── EXTRACTED MATERIAL

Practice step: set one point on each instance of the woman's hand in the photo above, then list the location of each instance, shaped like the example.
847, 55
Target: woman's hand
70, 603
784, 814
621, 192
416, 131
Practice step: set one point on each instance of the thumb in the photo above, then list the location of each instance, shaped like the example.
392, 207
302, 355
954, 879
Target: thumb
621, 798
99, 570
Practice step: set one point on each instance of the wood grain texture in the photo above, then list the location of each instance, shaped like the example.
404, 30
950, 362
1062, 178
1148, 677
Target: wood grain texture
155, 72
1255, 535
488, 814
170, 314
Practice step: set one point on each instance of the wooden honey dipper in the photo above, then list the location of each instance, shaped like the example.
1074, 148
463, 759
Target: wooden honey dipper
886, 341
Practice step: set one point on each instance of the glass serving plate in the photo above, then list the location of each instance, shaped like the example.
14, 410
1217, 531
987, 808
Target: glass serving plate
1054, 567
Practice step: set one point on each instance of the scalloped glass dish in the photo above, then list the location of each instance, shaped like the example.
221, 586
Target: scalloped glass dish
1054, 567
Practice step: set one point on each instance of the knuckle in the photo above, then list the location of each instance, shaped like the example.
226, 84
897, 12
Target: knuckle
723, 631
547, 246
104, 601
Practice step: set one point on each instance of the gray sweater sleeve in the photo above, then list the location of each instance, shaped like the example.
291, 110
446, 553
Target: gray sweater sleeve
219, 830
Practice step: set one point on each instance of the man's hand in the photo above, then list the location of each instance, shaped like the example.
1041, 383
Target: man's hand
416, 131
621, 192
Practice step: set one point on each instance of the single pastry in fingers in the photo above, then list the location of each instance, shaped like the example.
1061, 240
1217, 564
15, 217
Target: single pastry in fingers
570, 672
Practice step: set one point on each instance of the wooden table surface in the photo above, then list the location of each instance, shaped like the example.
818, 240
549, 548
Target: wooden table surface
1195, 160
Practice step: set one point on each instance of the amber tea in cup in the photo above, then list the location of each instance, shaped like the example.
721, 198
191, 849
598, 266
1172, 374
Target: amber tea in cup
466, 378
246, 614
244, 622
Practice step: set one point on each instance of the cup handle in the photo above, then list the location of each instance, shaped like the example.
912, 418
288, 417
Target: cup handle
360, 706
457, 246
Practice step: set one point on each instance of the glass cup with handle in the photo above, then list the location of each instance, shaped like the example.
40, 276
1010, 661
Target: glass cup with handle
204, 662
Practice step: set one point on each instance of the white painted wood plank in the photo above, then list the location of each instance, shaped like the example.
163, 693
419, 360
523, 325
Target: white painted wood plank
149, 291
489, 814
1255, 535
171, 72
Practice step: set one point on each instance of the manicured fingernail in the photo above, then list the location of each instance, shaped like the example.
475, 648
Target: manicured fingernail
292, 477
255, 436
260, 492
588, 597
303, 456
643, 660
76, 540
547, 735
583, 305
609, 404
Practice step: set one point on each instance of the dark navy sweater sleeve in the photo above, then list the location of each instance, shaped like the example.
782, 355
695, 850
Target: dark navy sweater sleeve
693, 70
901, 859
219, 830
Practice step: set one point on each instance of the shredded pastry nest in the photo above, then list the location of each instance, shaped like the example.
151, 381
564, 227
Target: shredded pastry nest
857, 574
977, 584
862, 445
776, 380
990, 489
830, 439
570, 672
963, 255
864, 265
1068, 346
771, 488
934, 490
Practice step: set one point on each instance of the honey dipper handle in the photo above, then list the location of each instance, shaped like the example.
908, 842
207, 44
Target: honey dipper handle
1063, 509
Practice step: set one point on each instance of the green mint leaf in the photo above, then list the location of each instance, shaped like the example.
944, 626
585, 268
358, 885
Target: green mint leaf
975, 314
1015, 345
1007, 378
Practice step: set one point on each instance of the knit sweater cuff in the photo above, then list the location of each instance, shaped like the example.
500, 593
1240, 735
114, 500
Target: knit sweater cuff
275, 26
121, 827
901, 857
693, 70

────

## WRITTEN PROBLEM
Copy every row above word for word, keeping each number and line in its original order.

## RESULT OF THE TASK
Practice step: set one point on each instance of the woman's hand in the photo above, then list the location of each instance, shaped like the example.
847, 55
Target: woman's hand
70, 603
784, 814
621, 192
416, 131
Practice step: set one point on each instance of the thumb in the photo above, then list the location of each instance, shaped like the example.
392, 207
302, 355
954, 879
Target: thumb
621, 798
99, 570
Practice step: set one point on each instance of the wood grain texture in the photo above, then list the location of each instance, shaped like the example.
404, 30
950, 362
1062, 178
1148, 677
Target: wood grain texture
155, 72
1255, 535
488, 814
170, 314
Practice step: set one point on each instance of the wooden honey dipper in the photo above, then list the location of each instance, shaped like the example.
1074, 148
463, 759
Target: wooden honey dipper
886, 341
Practice step: set one point on each instance of the glass serving plate in the photo above, then list the location of each instance, shaped like the example.
14, 410
1217, 531
987, 808
Target: glass serving plate
1054, 567
Practice step: set one point on each instance of the scalloped glass dish in the photo above, then list the location of each instance, shaped like the example.
221, 586
Target: scalloped glass dish
1054, 567
Practice step: set one point on each instance of the knuckle in the photo above, then list the location of each instance, shaped like the example.
226, 84
897, 12
Target: knuckle
723, 631
547, 246
104, 601
Practice step: set one point on each instance of the gray sweater sleeve in the photo above, then list the location of each instance, shaped like the example.
291, 110
446, 553
Target: gray sweater sleeve
219, 830
Practice step: set one point on each instance of the man's hand in the photo above, then list the location of each instance, shaped like the example.
1041, 383
Target: man's hand
416, 131
621, 192
Practice step: set one point on each instance of the single pastry in fingers in the photo above, then list the location of each instance, shaped like the example.
1061, 240
1217, 564
15, 217
Target: single pastry in fingers
570, 672
Practice step: set one point on each instance of the wooden table surface in the photo above, then list the location of each instance, shaped like the example.
818, 240
549, 548
Target: wooden table surface
1195, 160
Practice step: set one point on each instance of the amber tea in cup in the photo above, then list the location of each instance, shaped like the example.
721, 198
191, 849
598, 266
1172, 374
Target: amber tea in cup
466, 378
246, 614
244, 622
Practice step: set one point on each instance of the cup handle in the photo above, then list the location of each instance, shaped like the example.
912, 418
288, 417
Target: cup handle
360, 706
457, 246
Practice step: set one point on each instance of the glass cup with handle in the photo above, then list the location of each instance, shaped like the example.
40, 276
1010, 661
Target: glass cup with handle
204, 662
Practice step: set one point on each instance of the white painted wood plank in the photo above, then list the location of each instance, shaped like the example.
163, 693
419, 360
523, 325
Target: white painted wood plank
149, 291
489, 814
1255, 535
171, 72
Practice step: set one point on each instance of the manicured fingernail in the photo above, then list the location of each instance, shaped like the example.
475, 648
Target: manicured fingernail
292, 477
255, 436
260, 492
588, 597
303, 456
643, 660
76, 540
547, 735
583, 305
609, 404
Practice step: set one point on each instance of the dark navy sweater sleeve in the photo above, then list the location of each instance, shaped like the example.
782, 355
695, 850
Target: dark navy sweater sleeve
693, 70
901, 859
219, 830
Practice step: set one point on each instance of the shredded pastry nest in the photo above, then list the location of each instance, shaped like the example.
151, 381
564, 227
Target: shredded pastry nest
857, 574
977, 584
862, 445
776, 380
990, 489
830, 439
570, 672
963, 255
864, 265
1068, 346
771, 488
934, 490
Practice step: set one point on each instance of the honey dipper handle in the photo above, then list the location of each instance, shaped like the example.
908, 842
207, 44
Target: honey dipper handle
1063, 509
Practice step: set one point on each instance of the green mint leaf in the photo above, then list the location of each instance, shaped like the example.
944, 626
585, 268
358, 885
Target: green mint leaf
975, 314
1015, 345
1007, 378
Practice step: set one point on each instance of the knit sweater cuff in the photo above, then list the location of each instance, shaped like the example.
500, 593
1240, 735
114, 500
Target: knit sweater cuff
275, 26
121, 827
901, 857
693, 70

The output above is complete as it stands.